Dataset excerpts on object pointing
────────

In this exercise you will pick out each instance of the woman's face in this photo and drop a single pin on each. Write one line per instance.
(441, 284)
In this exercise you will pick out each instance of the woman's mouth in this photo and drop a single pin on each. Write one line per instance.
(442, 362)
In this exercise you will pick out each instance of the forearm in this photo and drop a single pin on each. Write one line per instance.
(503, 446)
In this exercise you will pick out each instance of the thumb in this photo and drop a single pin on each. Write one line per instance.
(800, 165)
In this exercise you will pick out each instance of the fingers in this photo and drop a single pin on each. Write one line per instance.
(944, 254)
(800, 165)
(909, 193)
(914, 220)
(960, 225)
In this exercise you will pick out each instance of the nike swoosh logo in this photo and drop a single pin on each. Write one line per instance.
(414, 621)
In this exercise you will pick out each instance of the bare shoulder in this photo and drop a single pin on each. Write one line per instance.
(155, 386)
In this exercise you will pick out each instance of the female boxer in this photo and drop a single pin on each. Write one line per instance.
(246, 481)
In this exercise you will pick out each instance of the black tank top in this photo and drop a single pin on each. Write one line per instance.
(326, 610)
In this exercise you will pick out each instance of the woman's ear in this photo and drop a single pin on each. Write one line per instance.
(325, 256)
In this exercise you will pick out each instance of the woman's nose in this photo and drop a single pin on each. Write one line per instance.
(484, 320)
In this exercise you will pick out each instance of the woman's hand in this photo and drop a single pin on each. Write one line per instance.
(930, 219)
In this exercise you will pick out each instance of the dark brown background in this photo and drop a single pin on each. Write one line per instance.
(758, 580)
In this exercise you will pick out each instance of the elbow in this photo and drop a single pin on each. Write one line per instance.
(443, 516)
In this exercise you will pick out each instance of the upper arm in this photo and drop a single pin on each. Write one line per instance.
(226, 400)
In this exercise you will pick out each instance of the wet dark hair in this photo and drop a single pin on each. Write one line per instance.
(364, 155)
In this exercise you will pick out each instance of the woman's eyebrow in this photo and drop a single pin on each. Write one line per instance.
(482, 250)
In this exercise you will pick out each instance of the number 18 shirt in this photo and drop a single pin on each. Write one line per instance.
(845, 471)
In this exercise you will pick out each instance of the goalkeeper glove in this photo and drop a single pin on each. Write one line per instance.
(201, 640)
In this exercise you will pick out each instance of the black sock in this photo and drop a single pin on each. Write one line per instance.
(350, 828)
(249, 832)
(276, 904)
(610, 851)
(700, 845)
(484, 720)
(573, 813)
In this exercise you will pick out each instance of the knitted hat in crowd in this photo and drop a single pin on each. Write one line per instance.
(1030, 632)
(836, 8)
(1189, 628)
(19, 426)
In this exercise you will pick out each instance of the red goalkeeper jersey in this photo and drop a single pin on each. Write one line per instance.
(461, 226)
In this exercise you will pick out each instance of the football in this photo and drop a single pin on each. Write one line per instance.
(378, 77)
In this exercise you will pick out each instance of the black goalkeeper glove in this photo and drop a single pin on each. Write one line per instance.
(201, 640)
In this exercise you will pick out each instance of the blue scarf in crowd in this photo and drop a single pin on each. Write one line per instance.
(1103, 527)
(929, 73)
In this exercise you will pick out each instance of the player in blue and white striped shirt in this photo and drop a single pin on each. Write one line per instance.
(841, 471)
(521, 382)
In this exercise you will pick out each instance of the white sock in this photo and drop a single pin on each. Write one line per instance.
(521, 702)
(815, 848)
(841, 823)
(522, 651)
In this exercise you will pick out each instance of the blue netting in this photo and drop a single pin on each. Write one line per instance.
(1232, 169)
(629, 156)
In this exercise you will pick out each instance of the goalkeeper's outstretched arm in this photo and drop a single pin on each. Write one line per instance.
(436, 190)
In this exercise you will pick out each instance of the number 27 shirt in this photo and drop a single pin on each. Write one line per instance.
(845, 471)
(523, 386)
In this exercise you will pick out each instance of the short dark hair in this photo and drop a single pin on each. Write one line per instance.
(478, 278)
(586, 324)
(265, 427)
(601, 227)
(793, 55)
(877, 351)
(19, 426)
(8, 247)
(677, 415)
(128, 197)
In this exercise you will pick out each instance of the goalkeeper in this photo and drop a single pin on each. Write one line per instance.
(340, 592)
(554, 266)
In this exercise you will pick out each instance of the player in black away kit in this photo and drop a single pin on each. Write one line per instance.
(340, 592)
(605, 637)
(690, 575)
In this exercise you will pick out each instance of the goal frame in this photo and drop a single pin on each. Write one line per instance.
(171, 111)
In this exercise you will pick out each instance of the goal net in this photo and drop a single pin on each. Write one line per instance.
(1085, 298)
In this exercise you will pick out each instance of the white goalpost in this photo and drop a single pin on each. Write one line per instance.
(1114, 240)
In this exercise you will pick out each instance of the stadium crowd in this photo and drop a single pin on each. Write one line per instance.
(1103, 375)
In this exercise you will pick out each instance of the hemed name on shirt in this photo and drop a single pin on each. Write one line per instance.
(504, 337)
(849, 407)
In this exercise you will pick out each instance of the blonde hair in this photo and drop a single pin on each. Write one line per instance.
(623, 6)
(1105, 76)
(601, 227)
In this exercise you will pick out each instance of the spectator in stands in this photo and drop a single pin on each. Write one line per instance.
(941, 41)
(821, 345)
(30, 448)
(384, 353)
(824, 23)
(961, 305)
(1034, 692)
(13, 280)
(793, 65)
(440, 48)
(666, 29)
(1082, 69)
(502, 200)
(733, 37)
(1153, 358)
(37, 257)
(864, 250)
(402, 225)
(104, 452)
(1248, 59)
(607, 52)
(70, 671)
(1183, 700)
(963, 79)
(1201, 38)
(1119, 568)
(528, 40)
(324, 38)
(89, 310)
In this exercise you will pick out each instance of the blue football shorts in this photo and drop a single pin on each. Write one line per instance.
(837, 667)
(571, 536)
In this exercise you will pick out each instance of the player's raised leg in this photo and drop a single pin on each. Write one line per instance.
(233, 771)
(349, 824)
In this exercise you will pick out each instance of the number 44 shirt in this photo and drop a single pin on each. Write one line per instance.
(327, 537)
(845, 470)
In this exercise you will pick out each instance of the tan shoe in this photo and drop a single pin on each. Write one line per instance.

────────

WHAT THE TASK REQUIRES:
Convert everything from the line containing "of the player's" down to the end of the listing above into a numbered list, omitting any blank lines.

PROBLEM SOLUTION:
1. In this exercise you will pick out each instance of the player's raised leg in this photo and drop a single pin on each. Write one line per instance.
2. (233, 771)
3. (349, 824)
4. In this exercise you will pick out each instance of the number 44 shirt in this photo and drop a single pin on each. Write one line per instance.
5. (327, 537)
6. (845, 470)
7. In this exercise you will pick out each instance of the tan shoe in this photo and drop a single pin on each. Write one line per instance.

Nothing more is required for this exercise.